◆ Data under study ◆
--------------------

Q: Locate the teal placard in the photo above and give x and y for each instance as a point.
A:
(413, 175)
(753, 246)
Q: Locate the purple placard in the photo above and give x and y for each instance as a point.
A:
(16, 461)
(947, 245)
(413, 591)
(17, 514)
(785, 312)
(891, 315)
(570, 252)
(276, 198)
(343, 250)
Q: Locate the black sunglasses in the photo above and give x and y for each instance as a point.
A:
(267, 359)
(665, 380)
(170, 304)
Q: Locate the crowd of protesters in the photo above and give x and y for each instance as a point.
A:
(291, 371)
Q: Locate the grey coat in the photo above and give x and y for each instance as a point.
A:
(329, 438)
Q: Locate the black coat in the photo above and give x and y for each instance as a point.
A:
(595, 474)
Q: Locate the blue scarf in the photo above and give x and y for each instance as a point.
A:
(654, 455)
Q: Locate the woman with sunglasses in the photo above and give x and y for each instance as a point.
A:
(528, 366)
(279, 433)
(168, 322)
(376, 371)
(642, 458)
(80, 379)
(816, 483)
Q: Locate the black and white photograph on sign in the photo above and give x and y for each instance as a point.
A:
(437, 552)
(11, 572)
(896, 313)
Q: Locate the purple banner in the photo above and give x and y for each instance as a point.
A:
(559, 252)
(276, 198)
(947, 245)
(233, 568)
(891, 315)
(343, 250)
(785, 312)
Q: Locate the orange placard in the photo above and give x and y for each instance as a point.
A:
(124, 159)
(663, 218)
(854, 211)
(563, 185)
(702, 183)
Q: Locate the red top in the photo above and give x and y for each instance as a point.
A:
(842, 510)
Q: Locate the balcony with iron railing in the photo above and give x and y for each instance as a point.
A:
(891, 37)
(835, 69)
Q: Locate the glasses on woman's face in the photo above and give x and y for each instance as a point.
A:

--------------------

From the first line to the last, return the listing exactly.

◆ Solution to the exercise ◆
Q: Locate the teal placard in the photo above and give x and y for each instance as a point.
A:
(413, 175)
(753, 246)
Q: Locate the purple placard in the photo above and give x and y for each instance as a point.
A:
(16, 461)
(947, 245)
(413, 591)
(17, 514)
(785, 312)
(891, 315)
(570, 252)
(276, 198)
(343, 250)
Q: Locate the black sunglasses in the photo above and give x and y for each instance as a point.
A:
(267, 359)
(665, 380)
(170, 304)
Q: Locate the crowd of protesters in the photo above and give x and y for each instance as a point.
A:
(291, 371)
Q: Locate the grey coat in the photo above and give x and y for each instance as a point.
A:
(329, 438)
Q: Locate the black coat in the photo above and give x and y for each instance as a point.
A:
(595, 474)
Q: Locate the blue scarf in the photo above and give x and y for each instance as a point.
A:
(654, 455)
Q: Locate the woman with sunglasses in the photo above and give x and y for each instance as a point.
A:
(528, 366)
(279, 433)
(168, 322)
(376, 371)
(642, 458)
(80, 379)
(816, 483)
Q: Locate the black and white photograph on sign in the photo above and give x and y for each instance as a point.
A:
(437, 552)
(11, 572)
(896, 313)
Q: Locate the purple banner in the photo above and give x and y for each instance as a point.
A:
(559, 252)
(276, 198)
(947, 245)
(233, 568)
(891, 315)
(343, 250)
(785, 312)
Q: Locate the orange placard in the photo above and give x and y for each instance as a point.
A:
(124, 159)
(663, 218)
(854, 211)
(563, 185)
(702, 183)
Q: Locate the red top in the photo above and give x and y for each instance as a point.
A:
(842, 510)
Q: Locate the balcony with iron railing in the photo above and give x and y for each instance as a point.
A:
(891, 37)
(835, 69)
Q: Locate the glasses on woman's face in the photo above and give x and y for each instance as a point.
A:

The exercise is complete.